### TO BE DONE
Could you quote, word for word, the lines in the items below, starting at the line that contains "point_to reports the position of each instance of the flush" and ending at the line that contains "column 153, row 200", with both of those lines included?

--- BEGIN PROVIDED RECORDS ---

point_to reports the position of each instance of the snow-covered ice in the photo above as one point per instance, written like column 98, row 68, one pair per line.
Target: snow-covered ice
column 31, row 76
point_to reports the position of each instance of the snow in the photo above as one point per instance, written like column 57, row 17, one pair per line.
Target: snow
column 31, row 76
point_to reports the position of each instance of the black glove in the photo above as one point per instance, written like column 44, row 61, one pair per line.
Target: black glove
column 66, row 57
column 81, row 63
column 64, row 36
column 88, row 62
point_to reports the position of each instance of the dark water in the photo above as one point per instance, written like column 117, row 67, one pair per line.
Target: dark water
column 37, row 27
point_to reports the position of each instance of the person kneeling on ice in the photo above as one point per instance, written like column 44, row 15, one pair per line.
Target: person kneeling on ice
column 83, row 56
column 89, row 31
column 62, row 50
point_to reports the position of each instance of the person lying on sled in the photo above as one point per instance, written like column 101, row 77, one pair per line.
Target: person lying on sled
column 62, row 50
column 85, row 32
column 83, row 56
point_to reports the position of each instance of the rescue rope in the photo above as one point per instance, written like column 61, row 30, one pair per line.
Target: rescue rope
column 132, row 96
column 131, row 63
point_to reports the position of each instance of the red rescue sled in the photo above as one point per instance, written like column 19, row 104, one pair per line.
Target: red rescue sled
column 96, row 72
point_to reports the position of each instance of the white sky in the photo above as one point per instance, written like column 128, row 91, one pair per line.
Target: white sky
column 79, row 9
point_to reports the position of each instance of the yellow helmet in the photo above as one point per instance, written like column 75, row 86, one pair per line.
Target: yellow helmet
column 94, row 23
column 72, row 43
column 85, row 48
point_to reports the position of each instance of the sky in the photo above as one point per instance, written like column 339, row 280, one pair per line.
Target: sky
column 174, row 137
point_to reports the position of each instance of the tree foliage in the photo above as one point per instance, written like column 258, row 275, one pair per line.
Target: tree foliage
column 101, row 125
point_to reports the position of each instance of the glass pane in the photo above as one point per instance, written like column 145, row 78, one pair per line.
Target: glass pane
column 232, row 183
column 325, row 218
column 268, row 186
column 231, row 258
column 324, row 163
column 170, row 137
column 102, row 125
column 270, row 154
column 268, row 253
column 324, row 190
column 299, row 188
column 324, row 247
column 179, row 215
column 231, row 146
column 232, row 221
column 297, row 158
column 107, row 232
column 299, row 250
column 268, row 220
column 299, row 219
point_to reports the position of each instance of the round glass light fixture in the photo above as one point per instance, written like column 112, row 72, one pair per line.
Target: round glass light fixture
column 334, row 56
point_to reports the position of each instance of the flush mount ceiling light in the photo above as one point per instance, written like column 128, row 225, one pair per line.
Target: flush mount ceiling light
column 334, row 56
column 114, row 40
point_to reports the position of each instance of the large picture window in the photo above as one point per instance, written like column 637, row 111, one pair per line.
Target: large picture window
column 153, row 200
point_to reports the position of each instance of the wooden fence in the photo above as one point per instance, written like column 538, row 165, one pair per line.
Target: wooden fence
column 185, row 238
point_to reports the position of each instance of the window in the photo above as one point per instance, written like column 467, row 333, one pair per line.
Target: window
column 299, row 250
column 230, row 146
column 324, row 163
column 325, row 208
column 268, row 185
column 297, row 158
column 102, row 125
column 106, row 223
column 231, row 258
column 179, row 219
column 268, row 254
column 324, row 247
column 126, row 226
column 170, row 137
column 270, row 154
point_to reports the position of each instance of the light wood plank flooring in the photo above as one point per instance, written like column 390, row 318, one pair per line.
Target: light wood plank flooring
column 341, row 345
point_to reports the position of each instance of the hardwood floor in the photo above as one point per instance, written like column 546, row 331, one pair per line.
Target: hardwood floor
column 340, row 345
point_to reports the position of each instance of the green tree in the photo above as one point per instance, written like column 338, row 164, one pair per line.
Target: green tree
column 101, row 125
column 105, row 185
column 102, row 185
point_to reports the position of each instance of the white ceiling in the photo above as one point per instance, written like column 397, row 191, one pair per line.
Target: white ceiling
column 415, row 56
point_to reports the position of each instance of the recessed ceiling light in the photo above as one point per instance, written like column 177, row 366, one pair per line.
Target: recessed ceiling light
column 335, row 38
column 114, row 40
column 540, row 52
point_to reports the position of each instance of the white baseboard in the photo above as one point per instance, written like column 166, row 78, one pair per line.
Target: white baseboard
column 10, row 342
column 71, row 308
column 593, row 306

--- END PROVIDED RECORDS ---

### SOLUTION TO THIS EXERCISE
point_to reports the position of each instance of the flush mount ceiling light in the photo above as one point per instance, written like column 128, row 225, one pair per line.
Target: flush mount ceiling light
column 334, row 56
column 114, row 40
point_to reports the position of each instance of the large picture window in the photo above as one point per instance, written like column 637, row 111, one pair per line.
Target: large picture window
column 153, row 200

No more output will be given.